任务说明:
统计下列各行中包含字符串“roof”的行数，只需给出数字。

所示材料:
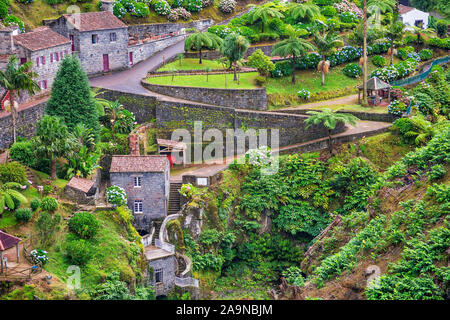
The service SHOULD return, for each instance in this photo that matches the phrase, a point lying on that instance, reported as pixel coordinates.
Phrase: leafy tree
(17, 79)
(9, 191)
(293, 47)
(53, 140)
(199, 40)
(394, 32)
(71, 97)
(263, 14)
(326, 45)
(234, 47)
(329, 119)
(304, 10)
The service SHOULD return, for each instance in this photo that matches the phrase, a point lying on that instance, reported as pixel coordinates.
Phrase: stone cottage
(44, 47)
(146, 181)
(99, 39)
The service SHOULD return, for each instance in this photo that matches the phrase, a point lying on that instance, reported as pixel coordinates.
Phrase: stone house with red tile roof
(146, 181)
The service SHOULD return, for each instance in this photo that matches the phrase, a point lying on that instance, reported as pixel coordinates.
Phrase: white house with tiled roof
(413, 17)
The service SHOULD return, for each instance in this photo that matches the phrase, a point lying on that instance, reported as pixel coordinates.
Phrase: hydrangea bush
(304, 94)
(116, 195)
(352, 70)
(39, 256)
(227, 6)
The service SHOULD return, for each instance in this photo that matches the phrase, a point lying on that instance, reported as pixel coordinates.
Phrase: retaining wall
(382, 117)
(255, 99)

回答:
2